» Aim of the exercise: Without altering anything, output the material below.
***** Recorded data
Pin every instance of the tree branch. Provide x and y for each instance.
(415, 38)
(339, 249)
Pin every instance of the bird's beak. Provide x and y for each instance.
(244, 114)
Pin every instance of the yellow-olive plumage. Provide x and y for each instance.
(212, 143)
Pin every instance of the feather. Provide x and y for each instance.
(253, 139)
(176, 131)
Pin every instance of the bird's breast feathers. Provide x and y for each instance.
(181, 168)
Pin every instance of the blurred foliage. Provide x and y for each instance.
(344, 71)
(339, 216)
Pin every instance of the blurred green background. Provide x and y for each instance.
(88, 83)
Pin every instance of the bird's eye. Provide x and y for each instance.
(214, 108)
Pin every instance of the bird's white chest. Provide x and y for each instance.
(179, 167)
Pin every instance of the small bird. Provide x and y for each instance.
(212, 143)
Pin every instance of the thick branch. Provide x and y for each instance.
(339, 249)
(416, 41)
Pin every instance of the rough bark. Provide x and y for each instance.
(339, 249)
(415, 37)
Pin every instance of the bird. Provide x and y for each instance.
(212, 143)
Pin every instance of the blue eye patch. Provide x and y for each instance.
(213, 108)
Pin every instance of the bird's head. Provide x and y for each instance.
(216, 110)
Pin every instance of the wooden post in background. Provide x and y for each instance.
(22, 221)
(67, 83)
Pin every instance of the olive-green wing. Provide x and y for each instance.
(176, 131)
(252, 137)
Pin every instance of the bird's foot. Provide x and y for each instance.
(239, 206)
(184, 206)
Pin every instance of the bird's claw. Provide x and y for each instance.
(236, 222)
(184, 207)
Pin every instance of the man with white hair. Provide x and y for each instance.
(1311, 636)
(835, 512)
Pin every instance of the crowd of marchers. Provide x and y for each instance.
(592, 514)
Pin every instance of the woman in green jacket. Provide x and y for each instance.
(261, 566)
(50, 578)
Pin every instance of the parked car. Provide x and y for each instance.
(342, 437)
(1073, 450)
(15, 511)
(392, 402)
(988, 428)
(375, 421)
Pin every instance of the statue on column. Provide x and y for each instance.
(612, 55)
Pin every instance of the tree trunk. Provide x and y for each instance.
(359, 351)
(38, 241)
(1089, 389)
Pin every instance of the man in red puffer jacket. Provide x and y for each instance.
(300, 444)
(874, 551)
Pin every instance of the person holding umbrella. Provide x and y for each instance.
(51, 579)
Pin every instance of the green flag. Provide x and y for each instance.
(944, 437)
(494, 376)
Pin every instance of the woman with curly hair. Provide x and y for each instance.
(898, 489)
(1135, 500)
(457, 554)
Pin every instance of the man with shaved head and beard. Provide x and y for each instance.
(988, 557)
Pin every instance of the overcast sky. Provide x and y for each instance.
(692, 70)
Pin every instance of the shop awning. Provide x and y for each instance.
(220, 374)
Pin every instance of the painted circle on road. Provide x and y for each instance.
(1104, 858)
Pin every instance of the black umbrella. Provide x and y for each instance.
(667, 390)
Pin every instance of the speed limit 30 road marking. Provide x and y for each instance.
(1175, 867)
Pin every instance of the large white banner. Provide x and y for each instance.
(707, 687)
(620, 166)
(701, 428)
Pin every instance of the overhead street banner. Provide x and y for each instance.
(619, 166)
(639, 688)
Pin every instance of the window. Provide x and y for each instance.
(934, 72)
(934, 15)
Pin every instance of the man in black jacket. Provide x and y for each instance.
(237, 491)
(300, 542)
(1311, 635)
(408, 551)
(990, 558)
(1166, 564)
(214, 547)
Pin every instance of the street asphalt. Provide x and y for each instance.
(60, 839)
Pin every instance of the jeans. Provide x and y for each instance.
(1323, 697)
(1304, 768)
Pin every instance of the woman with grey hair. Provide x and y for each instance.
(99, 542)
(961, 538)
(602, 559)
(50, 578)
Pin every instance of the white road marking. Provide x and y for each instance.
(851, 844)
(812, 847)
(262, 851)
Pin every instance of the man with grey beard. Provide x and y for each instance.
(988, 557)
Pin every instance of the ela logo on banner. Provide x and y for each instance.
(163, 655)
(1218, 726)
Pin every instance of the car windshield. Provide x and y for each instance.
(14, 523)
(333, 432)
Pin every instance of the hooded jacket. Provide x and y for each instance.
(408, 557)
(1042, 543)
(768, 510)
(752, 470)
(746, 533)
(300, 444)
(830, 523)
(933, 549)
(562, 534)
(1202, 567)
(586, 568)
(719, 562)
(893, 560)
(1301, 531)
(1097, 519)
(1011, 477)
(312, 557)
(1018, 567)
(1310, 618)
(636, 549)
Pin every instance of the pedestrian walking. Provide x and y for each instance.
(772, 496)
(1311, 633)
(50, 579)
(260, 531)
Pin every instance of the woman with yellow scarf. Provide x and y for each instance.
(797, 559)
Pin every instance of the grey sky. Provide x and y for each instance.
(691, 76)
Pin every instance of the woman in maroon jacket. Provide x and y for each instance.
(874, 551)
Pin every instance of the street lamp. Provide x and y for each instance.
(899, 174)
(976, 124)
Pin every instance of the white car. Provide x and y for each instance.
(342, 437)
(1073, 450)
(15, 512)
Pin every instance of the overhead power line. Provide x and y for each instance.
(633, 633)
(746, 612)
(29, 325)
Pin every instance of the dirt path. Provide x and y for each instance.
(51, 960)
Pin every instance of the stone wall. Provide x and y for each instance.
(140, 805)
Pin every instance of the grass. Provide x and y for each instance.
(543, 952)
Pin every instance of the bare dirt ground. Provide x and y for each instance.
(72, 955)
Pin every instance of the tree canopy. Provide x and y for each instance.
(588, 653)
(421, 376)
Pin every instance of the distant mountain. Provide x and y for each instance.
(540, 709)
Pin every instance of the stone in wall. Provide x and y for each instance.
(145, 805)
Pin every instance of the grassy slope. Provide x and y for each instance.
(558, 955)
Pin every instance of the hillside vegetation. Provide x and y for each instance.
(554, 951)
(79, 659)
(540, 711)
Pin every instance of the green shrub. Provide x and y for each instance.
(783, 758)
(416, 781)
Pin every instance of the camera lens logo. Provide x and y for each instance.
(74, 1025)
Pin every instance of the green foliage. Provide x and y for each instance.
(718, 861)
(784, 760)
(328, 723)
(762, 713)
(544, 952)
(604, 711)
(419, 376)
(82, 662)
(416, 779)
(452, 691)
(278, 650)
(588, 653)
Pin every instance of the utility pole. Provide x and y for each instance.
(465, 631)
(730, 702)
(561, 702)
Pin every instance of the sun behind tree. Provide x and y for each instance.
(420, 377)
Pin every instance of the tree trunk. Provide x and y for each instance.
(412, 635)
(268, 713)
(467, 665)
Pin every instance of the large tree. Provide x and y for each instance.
**********
» Written response:
Pin every instance of the tree branch. Provide x and y for each instance.
(415, 38)
(339, 249)
Pin every instance of the bird's beak. Provide x and y for each instance.
(244, 114)
Pin every instance of the yellow-olive plumage. Provide x and y for each instance.
(212, 143)
Pin every instance of the feather. Provide x and y for each instance.
(253, 139)
(176, 131)
Pin every instance of the bird's breast feathers. Provide x and y for each instance.
(181, 168)
Pin every instance of the blurred foliage. Provide x and y for each instance.
(344, 71)
(339, 216)
Pin every instance of the blurred green background. Provide x and y for each instance.
(88, 83)
Pin every instance of the bird's eye. Provide x and y for each instance.
(214, 108)
Pin every instance of the bird's white chest. Provide x and y for each instance.
(179, 167)
Pin every instance of the small bird. Provide x and y for each instance.
(212, 143)
Pin every instance of the thick branch. Provide x and y for each instance.
(339, 249)
(416, 41)
Pin every instance of the rough bark. Provide x and y for each instance.
(339, 249)
(415, 37)
Pin every instance of the bird. Provide x and y for each instance.
(212, 143)
Pin every instance of the blue eye patch. Provide x and y for each instance.
(213, 108)
Pin every instance of the bird's head. Provide x and y for each instance.
(216, 110)
Pin every instance of the wooden post in background. Provide x and y for each instance.
(22, 221)
(67, 83)
Pin every instance of the olive-green wing. Provide x and y for each instance.
(176, 131)
(252, 137)
Pin every instance of the bird's foot. Provide x and y for each instance.
(239, 206)
(184, 206)
Pin every instance of the bird's claw. Provide x and y for each instance.
(236, 222)
(184, 207)
Pin every instance of the man with white hair. Provide x and y for each instance.
(1311, 636)
(835, 512)
Pin every instance of the crowd of marchers. Provide x and y for each instance.
(592, 514)
Pin every instance of the woman in green jacket. Provide x and y for each instance.
(261, 566)
(50, 578)
Pin every instance of the parked car. Provide x and y for each instance.
(342, 437)
(1073, 450)
(15, 511)
(392, 402)
(988, 428)
(375, 421)
Pin every instance of the statue on column. Provide x and y for each instance.
(612, 55)
Pin every instance of the tree trunk. Provide x and y for each instance.
(359, 351)
(38, 241)
(1089, 389)
Pin every instance of the man in red puffer jacket. Provide x and y for each instance.
(300, 444)
(874, 551)
Pin every instance of the person holding umbrella. Provide x and y for each instance.
(51, 579)
Pin every instance of the green flag. Provide x and y for each instance.
(944, 437)
(494, 376)
Pin every instance of the woman with curly hair. Provide x and y for each instance.
(898, 489)
(1135, 500)
(457, 554)
Pin every instance of the man with shaved head and beard. Provide x and y for each instance.
(988, 557)
Pin every instance of the overcast sky. Provide x and y for each instance.
(692, 70)
Pin every instance of the shop awning. Provide x and y for each instance.
(220, 374)
Pin every instance of the painted circle on road. Provide x and y for each instance.
(1104, 858)
Pin every instance of the black umbrella. Provide x and y for each instance.
(667, 390)
Pin every instance of the speed limit 30 road marking. Provide x and y for each instance.
(1175, 867)
Pin every instance of the large white banner. Provide x and y for each instance.
(707, 687)
(620, 166)
(701, 428)
Pin every instance of the overhead street banner. Provide x and y for each instance.
(619, 166)
(639, 688)
Pin every instance of the window. Provide x and y for each instance.
(934, 72)
(934, 15)
Pin every instance of the man in black jacket. Provide x and y for each instance.
(237, 491)
(300, 542)
(1311, 635)
(408, 551)
(990, 558)
(1166, 564)
(214, 547)
Pin every instance of the street asphalt. Provide x and y for each instance.
(60, 839)
Pin every instance of the jeans. Provide x and y for each instance.
(1323, 697)
(1304, 768)
Pin every instance of the woman with grey hair. Provide x and y for each instance.
(99, 542)
(961, 538)
(602, 559)
(50, 578)
Pin every instance of the white road marking. Provide x and y for each instance.
(851, 844)
(812, 847)
(262, 851)
Pin every instance of the man with grey beard. Provide x and y for each instance.
(988, 557)
Pin every instance of the ela logo on banner. Provide x and y for each instance.
(163, 655)
(1218, 726)
Pin every instance of the car windshield. Provide x and y for each instance.
(14, 523)
(333, 432)
Pin every instance of the hooded jacket. Provide x and y for each instance.
(408, 557)
(1042, 543)
(768, 510)
(752, 470)
(746, 533)
(300, 444)
(830, 523)
(933, 549)
(562, 534)
(1202, 567)
(586, 568)
(719, 562)
(893, 560)
(1301, 531)
(1097, 519)
(1011, 477)
(312, 557)
(1018, 567)
(1310, 618)
(636, 549)
Pin every instance of the pedestrian walking. Provide x and y for each instance.
(772, 496)
(1311, 633)
(50, 579)
(260, 531)
Pin every instance of the woman with yellow scarf. Provide x and y for each instance.
(797, 559)
Pin every instance of the grey sky. Provide x and y for each instance.
(691, 76)
Pin every instance of the woman in maroon jacket. Provide x and y for each instance.
(874, 551)
Pin every instance of the street lamp. Provide x and y for each instance.
(899, 174)
(976, 124)
Pin every instance of the white car. Provide x and y for each instance.
(342, 437)
(1073, 450)
(15, 512)
Pin every instance of the overhead power line. Provide x and y for each instance.
(633, 633)
(746, 612)
(29, 325)
Pin every instance of the dirt path. Provide x and y for each instance.
(51, 960)
Pin every instance of the stone wall. Provide x and y for each instance.
(140, 805)
Pin every instance of the grass. Provide x and y for each instance.
(543, 952)
Pin every instance of the bare dirt ground. Provide x and y for each instance.
(72, 955)
Pin every instance of the tree canopy. Provide x and y for each instance.
(588, 653)
(421, 376)
Pin every instance of the distant mountain. Provide x and y for each instance.
(540, 709)
Pin every instance of the stone in wall. Provide x and y for each instance.
(145, 805)
Pin every instance of the grassy slope. Provide x and y for each instance.
(558, 955)
Pin every instance of the hillside vegetation. Provide x and y for each instance.
(554, 951)
(79, 659)
(540, 711)
Pin every instance of the green shrub. Provide x and y for each instance.
(783, 758)
(416, 781)
Pin every instance of the camera lens logo. Provide x and y for each instance.
(74, 1025)
Pin every instance of the green foliage. Provide x and y for each instance.
(718, 861)
(784, 760)
(328, 723)
(762, 713)
(544, 952)
(604, 711)
(419, 376)
(82, 662)
(416, 779)
(452, 691)
(278, 650)
(588, 653)
Pin every instance of the utility pole. Provide x and y for each instance.
(465, 631)
(730, 702)
(561, 702)
Pin every instance of the sun behind tree. Provide x and y for each instance.
(420, 377)
Pin every instance of the tree trunk. Provide x and y for each instance.
(412, 635)
(268, 713)
(467, 665)
Pin every instance of the large tree. Provide x and y for each instance.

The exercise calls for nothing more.